Set problem: Copy out each of the entries below word for word, line by line, with nothing changed or left out.

:: Dataset content ::

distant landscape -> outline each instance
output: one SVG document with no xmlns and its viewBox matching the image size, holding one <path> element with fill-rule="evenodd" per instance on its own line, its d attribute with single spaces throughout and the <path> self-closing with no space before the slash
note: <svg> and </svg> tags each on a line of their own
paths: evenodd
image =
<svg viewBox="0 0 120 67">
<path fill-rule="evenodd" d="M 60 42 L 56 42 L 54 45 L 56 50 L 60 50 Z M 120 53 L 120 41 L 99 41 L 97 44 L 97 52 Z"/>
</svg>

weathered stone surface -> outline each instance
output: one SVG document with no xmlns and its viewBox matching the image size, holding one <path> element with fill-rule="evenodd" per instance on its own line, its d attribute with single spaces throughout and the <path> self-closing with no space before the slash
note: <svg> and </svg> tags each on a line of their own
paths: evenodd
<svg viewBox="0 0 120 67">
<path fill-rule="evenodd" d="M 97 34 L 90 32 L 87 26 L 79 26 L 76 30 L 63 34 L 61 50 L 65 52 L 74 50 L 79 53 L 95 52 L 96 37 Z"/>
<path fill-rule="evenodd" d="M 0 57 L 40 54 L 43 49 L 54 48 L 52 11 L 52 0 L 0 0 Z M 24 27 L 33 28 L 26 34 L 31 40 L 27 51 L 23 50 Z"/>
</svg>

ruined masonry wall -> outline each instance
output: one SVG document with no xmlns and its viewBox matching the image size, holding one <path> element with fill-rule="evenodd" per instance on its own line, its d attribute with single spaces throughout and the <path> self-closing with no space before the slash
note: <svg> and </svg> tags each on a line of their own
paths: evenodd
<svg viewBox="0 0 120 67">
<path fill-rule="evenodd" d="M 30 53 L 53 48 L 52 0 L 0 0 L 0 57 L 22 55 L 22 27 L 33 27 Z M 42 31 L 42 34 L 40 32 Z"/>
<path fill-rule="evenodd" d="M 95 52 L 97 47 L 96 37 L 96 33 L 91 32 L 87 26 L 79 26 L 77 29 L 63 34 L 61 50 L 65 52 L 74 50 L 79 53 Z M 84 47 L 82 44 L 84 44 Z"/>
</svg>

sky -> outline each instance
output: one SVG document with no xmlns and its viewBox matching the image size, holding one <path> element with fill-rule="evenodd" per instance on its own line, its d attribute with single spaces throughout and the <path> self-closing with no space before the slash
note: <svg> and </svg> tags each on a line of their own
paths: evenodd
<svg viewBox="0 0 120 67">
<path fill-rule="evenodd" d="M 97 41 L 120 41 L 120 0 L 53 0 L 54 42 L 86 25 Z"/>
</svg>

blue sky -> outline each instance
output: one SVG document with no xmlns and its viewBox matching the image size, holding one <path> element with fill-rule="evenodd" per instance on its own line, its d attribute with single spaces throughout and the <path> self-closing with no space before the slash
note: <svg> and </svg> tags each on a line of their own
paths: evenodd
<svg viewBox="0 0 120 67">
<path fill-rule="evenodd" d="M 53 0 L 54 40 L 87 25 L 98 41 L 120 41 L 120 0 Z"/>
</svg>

:::

Result:
distant landscape -> outline each instance
output: one SVG document with no xmlns and its viewBox matching the image size, holding one <path> element with fill-rule="evenodd" per instance on its own line, its d attribute with single spaces throughout and the <path> self-closing with no space before the slash
note: <svg> and </svg> tags each on a line of their own
paths: evenodd
image =
<svg viewBox="0 0 120 67">
<path fill-rule="evenodd" d="M 60 42 L 56 42 L 54 45 L 56 50 L 60 50 Z M 120 53 L 120 41 L 99 41 L 97 44 L 97 52 Z"/>
</svg>

weathered stone surface -> outline each instance
output: one SVG document with no xmlns and its viewBox matching the image size, holding one <path> element with fill-rule="evenodd" per instance on its own line, its d attribute with single spaces throughout and the <path> self-closing with no space before the slash
note: <svg> and </svg> tags each on a line of their own
paths: evenodd
<svg viewBox="0 0 120 67">
<path fill-rule="evenodd" d="M 97 34 L 90 32 L 87 26 L 79 26 L 76 30 L 63 34 L 61 50 L 65 52 L 74 50 L 79 53 L 95 52 L 96 37 Z"/>
<path fill-rule="evenodd" d="M 0 57 L 40 54 L 43 49 L 54 48 L 52 11 L 52 0 L 0 0 Z M 24 27 L 33 28 L 26 34 L 31 40 L 27 51 L 23 50 Z"/>
</svg>

ruined masonry wall -> outline each instance
output: one SVG document with no xmlns and its viewBox matching the image size, holding one <path> element with fill-rule="evenodd" per instance on its own line, its d attribute with single spaces throughout and the <path> self-closing with no space before the slash
note: <svg> and </svg> tags each on a line of their own
paths: evenodd
<svg viewBox="0 0 120 67">
<path fill-rule="evenodd" d="M 30 53 L 53 48 L 52 0 L 0 0 L 0 57 L 22 55 L 22 27 L 33 27 Z M 42 31 L 42 34 L 40 32 Z"/>
<path fill-rule="evenodd" d="M 95 52 L 97 47 L 96 37 L 96 33 L 91 32 L 87 26 L 79 26 L 77 29 L 63 34 L 61 50 L 65 52 L 74 50 L 79 53 Z M 84 47 L 82 44 L 84 44 Z"/>
</svg>

sky -> outline each instance
output: one SVG document with no xmlns and its viewBox matching the image size, holding one <path> element with fill-rule="evenodd" per instance on its own line, its d attribute with single spaces throughout and the <path> self-closing with no space before the slash
note: <svg> and </svg> tags each on a line of their own
paths: evenodd
<svg viewBox="0 0 120 67">
<path fill-rule="evenodd" d="M 97 41 L 120 41 L 120 0 L 53 0 L 54 42 L 86 25 Z"/>
</svg>

blue sky -> outline each instance
output: one SVG document with no xmlns and its viewBox matching the image size, holding one <path> element with fill-rule="evenodd" per instance on its own line, its d attribute with single spaces throughout and the <path> self-closing with no space before the slash
note: <svg> and </svg> tags each on a line of their own
paths: evenodd
<svg viewBox="0 0 120 67">
<path fill-rule="evenodd" d="M 53 0 L 54 40 L 87 25 L 98 41 L 120 41 L 120 0 Z"/>
</svg>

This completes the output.